>>>
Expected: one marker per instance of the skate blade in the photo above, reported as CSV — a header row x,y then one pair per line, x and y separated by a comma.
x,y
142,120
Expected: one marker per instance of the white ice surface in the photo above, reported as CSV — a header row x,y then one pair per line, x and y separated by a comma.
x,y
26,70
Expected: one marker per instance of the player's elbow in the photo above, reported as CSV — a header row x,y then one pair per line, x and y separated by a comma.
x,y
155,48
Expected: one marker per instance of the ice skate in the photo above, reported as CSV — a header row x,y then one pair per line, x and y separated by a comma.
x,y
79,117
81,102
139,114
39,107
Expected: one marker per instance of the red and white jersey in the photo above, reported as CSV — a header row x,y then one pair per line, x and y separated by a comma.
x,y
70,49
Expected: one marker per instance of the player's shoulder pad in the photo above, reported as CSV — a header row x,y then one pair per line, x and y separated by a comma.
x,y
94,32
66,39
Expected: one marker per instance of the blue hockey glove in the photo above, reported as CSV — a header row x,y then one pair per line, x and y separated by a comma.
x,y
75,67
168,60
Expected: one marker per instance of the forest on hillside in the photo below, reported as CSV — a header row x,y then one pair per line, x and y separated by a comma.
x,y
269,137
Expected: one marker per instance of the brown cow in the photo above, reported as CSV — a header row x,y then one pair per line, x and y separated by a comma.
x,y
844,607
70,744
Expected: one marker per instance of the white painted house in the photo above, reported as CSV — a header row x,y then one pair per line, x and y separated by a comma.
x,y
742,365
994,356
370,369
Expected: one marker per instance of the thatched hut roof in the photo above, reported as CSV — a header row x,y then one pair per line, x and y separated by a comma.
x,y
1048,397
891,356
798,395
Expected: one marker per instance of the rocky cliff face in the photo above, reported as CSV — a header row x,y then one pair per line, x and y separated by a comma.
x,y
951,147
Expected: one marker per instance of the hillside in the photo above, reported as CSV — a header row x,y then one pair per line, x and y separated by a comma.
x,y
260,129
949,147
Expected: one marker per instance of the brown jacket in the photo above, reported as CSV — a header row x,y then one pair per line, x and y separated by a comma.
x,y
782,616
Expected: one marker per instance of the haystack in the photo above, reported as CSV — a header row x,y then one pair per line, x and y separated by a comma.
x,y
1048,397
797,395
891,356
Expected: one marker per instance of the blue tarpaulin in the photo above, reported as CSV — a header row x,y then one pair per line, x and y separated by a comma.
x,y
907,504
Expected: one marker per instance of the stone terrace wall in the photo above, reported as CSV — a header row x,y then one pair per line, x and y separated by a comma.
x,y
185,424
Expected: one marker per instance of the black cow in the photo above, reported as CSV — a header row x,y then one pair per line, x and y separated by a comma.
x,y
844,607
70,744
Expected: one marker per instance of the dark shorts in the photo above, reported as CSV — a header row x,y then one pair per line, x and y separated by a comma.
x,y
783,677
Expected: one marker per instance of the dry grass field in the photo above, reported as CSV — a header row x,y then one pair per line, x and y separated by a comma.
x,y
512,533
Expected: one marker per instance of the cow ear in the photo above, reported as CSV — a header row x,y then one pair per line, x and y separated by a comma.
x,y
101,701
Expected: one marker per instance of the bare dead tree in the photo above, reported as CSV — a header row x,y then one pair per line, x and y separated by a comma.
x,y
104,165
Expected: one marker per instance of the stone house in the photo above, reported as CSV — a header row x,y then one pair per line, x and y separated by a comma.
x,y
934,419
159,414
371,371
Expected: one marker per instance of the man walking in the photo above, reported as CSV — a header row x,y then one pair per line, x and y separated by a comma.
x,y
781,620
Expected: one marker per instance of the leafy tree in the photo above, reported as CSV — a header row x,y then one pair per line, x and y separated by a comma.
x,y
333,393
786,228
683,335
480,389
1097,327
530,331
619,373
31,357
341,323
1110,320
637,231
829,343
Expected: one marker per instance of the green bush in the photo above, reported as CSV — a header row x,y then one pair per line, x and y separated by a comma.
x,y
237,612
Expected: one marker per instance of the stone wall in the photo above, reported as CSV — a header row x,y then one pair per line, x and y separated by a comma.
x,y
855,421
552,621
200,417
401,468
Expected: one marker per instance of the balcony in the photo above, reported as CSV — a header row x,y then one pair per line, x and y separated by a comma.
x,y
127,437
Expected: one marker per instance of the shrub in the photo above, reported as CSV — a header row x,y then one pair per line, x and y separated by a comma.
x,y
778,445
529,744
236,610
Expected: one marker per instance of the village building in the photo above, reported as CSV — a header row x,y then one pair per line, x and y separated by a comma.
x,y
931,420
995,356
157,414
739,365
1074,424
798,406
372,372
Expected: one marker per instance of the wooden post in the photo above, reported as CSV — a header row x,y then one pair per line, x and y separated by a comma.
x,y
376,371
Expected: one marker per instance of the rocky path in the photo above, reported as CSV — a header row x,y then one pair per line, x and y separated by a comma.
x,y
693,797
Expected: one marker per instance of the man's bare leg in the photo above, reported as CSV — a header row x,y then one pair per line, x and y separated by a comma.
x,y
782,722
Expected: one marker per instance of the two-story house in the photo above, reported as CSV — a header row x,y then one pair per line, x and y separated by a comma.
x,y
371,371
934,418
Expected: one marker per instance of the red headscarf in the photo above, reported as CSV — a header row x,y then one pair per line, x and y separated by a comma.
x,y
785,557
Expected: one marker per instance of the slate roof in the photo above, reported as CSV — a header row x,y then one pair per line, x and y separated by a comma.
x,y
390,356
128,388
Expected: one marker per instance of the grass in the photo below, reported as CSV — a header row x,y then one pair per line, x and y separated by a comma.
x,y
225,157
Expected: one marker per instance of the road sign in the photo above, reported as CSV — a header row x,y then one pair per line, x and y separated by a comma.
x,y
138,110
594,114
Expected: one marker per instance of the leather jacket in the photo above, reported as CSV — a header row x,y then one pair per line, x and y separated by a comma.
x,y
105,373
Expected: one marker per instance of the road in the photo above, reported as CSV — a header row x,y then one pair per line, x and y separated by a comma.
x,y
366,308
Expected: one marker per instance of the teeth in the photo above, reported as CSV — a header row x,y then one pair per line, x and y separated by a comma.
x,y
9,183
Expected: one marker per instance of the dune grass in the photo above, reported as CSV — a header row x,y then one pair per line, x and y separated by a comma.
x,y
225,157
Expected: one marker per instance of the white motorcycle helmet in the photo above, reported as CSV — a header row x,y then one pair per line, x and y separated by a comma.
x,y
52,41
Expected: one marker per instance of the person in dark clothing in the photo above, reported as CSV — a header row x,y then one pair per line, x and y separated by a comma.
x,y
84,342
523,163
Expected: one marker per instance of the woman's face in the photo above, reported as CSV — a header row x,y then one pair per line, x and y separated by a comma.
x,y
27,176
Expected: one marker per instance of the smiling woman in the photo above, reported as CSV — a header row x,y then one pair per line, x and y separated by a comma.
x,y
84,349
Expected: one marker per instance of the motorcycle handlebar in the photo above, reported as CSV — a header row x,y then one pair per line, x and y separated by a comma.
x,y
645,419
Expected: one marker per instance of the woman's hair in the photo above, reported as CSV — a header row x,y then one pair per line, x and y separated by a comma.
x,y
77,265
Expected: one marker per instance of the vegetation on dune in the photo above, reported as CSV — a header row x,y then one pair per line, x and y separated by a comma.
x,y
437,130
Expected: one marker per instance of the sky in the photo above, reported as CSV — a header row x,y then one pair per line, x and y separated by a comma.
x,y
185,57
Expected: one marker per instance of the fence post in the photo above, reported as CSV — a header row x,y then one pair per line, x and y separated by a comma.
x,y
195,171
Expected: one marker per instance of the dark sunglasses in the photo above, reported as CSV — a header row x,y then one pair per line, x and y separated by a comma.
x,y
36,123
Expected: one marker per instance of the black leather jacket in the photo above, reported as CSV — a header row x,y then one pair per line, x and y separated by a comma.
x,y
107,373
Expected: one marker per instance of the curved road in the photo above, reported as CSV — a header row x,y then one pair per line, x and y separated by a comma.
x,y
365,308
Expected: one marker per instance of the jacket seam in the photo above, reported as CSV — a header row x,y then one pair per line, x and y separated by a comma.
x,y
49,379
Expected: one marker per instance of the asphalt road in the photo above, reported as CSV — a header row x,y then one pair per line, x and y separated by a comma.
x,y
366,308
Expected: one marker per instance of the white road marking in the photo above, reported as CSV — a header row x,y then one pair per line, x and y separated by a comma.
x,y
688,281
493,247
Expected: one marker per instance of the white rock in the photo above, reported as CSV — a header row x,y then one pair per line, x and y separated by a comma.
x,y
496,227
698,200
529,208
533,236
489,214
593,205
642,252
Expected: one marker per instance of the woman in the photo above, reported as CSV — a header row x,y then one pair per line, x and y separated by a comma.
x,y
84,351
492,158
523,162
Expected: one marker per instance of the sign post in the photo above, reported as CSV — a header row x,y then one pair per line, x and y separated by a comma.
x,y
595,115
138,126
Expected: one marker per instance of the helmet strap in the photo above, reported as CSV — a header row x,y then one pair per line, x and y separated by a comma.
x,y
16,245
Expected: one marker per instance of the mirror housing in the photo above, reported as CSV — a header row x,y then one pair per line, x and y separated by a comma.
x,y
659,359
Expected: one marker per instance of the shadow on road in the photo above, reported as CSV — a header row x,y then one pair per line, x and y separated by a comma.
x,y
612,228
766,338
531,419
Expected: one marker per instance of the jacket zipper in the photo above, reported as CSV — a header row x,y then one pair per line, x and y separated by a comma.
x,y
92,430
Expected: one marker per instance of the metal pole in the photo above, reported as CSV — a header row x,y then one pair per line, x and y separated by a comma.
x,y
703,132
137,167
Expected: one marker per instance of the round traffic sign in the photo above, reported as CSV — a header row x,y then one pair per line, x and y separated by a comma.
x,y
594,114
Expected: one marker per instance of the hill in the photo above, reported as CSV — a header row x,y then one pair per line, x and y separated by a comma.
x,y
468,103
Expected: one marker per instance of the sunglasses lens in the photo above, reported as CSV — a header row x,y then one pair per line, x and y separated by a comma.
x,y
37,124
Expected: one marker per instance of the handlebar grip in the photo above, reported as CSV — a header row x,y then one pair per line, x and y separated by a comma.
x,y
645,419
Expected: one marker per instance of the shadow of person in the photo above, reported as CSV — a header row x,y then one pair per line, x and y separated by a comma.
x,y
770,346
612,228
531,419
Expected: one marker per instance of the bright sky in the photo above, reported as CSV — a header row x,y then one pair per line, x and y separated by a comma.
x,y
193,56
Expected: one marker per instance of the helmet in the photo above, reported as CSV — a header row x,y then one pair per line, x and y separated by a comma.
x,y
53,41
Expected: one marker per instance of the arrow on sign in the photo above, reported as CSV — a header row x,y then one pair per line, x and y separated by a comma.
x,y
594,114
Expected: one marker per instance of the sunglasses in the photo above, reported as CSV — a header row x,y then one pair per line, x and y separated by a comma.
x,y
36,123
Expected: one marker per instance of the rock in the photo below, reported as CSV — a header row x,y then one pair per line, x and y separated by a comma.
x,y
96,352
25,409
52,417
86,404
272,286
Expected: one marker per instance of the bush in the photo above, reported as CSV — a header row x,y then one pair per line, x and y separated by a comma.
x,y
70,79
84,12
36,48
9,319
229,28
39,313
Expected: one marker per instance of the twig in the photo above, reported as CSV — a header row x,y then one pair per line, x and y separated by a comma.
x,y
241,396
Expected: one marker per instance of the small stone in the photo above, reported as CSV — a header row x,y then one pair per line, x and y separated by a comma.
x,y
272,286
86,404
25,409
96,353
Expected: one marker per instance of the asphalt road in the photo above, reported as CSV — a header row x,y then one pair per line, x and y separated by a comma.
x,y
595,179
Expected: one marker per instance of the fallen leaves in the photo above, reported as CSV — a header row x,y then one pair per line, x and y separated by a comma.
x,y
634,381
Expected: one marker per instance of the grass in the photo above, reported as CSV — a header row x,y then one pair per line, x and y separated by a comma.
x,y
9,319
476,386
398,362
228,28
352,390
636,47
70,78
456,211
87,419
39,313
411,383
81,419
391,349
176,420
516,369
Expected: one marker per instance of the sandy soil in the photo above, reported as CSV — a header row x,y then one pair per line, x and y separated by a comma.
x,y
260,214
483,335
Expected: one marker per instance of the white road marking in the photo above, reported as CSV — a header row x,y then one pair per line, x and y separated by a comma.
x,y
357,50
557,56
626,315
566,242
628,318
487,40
<<<
Using the material above, extract the line that contains "Expected: one marker per instance of the sunglasses in" and every line after it, exactly as given; stop at the last line.

Expected: one marker per instance of the sunglasses in the photo above, reported as CSV — a header row x,y then one pair per line, x and y separated by a comma.
x,y
36,123
Expected: one marker per instance of the rock in the photo below, reported as CSV — a header row x,y then one pair per line, x and y separated by a comma.
x,y
96,352
25,409
52,417
86,404
272,286
Expected: one marker per instance of the bush in the photo above, reported as CSV — a header row x,y then one pair per line, x and y separated by a comma.
x,y
70,79
84,12
36,48
9,319
229,28
39,313
Expected: one marker per instance of the twig in the photo above, reported as CSV — a header row x,y then one pair per line, x and y separated by a comma.
x,y
241,396
Expected: one marker per instance of the small stone in the photo above, reported as CSV — a header row x,y then one pair per line, x and y separated by a comma.
x,y
272,286
86,404
25,409
96,353
Expected: one marker per instance of the asphalt road in the photo above, reported as CSV — a header row x,y then one pair per line, x and y separated by a comma.
x,y
595,179
Expected: one marker per instance of the fallen leaves in the photo above, reported as CSV — a header row x,y then one pair per line, x and y separated by a comma.
x,y
634,381
Expected: one marker per instance of the grass in the photo above, reported as CSV — a header row x,y then one pair per line, x and y separated by a comma.
x,y
9,319
476,386
398,362
228,28
352,390
636,47
70,78
456,211
87,419
39,313
411,383
81,419
391,349
176,420
516,369
Expected: one marker per instance of the sandy soil in the photo above, reported as CSV — a header row x,y then one pair per line, x and y separated by a comma.
x,y
260,214
483,335
Expected: one marker per instance of the white road marking in the photo above, reported as CSV — a header row x,y then one pair per line, x and y separated by a comma.
x,y
357,50
557,56
626,315
566,242
628,318
487,40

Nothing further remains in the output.